What is being asked: Only the lines holding "below" are wanted here; copy each from the listing.

Provided material:
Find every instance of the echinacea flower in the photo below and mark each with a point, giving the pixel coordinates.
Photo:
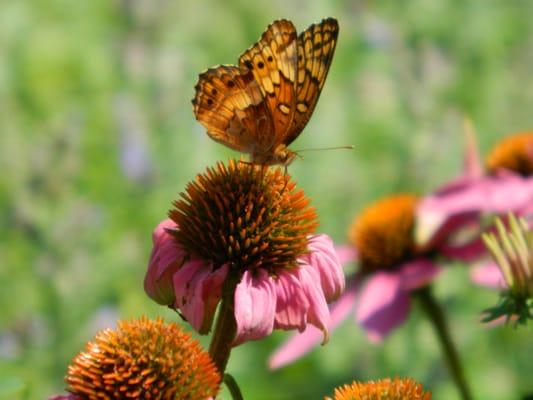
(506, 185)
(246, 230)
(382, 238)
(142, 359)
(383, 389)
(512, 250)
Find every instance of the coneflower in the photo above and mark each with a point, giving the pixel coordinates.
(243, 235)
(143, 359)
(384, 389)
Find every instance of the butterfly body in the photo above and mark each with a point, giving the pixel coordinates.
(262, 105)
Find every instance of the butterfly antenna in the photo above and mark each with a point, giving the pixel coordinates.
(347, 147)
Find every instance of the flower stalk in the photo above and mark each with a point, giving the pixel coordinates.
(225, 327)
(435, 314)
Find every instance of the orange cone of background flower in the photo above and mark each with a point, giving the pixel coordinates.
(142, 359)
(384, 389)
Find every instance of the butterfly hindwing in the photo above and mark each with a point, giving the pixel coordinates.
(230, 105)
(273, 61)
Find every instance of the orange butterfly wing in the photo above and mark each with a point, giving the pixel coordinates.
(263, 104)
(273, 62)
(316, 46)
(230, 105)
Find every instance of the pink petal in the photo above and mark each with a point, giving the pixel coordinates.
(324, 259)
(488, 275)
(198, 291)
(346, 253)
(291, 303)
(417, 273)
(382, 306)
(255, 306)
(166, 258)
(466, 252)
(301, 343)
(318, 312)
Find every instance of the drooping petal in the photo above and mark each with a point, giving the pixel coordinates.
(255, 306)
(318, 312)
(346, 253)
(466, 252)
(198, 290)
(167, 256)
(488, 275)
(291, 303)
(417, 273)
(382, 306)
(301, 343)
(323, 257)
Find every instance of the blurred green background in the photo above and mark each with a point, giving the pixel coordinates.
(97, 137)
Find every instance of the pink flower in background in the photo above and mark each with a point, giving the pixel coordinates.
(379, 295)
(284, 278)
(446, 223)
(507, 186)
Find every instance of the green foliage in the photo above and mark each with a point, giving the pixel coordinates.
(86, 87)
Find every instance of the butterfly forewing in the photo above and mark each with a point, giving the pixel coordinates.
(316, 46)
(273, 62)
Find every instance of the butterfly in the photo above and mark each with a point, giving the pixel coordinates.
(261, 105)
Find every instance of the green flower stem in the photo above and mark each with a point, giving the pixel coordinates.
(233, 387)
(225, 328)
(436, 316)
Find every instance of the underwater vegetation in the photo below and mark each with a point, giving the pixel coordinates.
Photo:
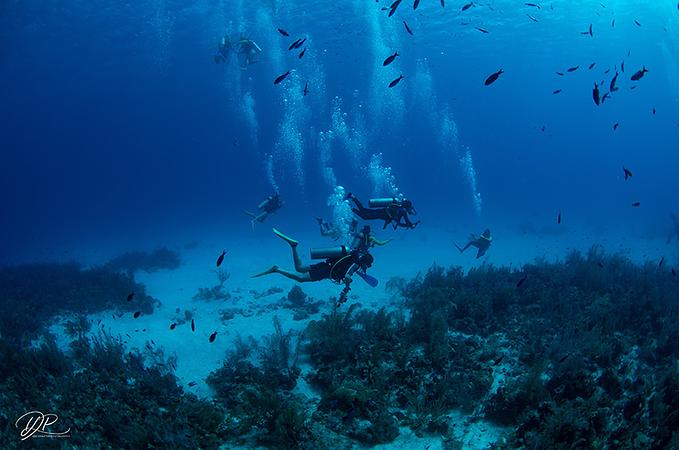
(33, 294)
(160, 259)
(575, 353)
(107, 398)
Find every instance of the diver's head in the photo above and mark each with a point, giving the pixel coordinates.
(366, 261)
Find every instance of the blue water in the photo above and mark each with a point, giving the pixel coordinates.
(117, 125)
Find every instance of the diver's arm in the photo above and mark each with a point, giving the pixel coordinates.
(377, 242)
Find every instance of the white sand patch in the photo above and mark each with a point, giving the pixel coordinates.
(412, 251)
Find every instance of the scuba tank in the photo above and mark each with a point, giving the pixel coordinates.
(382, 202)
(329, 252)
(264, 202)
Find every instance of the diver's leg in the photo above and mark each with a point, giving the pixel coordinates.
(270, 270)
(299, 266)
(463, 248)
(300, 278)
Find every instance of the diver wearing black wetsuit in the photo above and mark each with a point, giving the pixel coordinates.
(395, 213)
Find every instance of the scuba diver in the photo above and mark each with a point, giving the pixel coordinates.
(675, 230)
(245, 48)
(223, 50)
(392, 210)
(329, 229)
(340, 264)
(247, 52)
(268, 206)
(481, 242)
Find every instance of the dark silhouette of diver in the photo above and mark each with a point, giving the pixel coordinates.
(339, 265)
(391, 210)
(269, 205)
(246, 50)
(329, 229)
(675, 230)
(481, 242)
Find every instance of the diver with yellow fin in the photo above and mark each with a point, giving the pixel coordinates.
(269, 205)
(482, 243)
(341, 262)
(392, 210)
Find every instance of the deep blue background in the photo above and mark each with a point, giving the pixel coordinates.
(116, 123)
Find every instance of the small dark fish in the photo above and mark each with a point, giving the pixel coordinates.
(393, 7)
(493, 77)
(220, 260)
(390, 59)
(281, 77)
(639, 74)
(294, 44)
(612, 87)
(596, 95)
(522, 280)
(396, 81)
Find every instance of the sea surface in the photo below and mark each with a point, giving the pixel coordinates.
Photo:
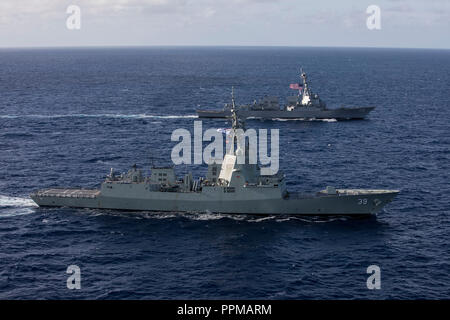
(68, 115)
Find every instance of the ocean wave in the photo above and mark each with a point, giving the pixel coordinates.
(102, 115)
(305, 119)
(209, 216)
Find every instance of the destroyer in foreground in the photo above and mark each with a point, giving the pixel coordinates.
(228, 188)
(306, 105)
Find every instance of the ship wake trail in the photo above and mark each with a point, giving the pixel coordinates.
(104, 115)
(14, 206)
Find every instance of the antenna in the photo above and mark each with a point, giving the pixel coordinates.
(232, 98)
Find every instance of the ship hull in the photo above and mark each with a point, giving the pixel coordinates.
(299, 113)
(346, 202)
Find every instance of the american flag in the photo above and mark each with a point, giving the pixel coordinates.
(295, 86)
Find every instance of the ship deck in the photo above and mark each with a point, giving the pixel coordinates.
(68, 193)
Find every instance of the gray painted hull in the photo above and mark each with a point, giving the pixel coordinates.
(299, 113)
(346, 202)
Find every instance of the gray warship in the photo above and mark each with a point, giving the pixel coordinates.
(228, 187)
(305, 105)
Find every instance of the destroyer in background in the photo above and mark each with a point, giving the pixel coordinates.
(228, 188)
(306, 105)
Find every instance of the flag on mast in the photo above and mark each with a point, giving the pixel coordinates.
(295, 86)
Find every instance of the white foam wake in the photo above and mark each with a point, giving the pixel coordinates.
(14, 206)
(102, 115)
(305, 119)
--
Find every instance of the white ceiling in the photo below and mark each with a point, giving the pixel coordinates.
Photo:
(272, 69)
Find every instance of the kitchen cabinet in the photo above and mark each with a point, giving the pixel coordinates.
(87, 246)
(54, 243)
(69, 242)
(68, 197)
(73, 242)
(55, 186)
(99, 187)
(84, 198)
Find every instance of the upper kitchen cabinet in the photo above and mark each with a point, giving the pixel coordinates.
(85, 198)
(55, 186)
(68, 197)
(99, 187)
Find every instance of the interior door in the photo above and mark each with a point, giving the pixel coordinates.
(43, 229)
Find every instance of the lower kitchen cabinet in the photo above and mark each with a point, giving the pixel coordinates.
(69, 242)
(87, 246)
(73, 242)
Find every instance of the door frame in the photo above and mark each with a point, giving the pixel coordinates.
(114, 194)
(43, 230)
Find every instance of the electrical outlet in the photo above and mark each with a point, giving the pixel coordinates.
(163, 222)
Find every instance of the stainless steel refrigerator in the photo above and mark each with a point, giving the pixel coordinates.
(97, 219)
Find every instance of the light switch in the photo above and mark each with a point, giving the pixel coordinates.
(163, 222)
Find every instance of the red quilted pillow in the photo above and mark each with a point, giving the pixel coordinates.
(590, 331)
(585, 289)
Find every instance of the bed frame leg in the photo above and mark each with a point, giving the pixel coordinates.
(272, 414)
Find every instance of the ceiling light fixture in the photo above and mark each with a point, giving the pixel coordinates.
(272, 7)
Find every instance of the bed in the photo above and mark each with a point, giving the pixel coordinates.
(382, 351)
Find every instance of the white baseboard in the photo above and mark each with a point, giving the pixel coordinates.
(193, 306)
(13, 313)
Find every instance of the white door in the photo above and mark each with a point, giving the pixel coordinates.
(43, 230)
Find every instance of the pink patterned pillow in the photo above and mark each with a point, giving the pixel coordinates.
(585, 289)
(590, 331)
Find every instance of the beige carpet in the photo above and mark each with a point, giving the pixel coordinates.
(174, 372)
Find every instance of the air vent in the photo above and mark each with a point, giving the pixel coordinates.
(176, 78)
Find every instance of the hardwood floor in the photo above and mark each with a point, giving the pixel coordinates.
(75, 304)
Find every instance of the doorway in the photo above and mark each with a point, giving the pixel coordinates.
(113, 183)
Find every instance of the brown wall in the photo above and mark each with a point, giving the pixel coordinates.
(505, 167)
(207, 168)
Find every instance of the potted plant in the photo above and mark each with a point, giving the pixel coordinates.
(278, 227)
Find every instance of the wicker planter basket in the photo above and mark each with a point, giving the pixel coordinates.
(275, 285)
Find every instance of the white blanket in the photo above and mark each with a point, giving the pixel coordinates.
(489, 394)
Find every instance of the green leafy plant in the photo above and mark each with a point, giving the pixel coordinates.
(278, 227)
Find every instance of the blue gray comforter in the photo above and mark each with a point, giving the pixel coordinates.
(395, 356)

Task output:
Find every instance of the echinacea flower in the photo below and mark each with a point, giving the pixel coordinates.
Find every instance of the underwater vegetation in the photo below and mark each with a point, giving the pixel coordinates.
Find every instance of the sea surface in the photo below and mark each with a point, giving the pixel coordinates.
Find every instance of the white ceiling in the photo below and mark each with a point, giving the pixel coordinates.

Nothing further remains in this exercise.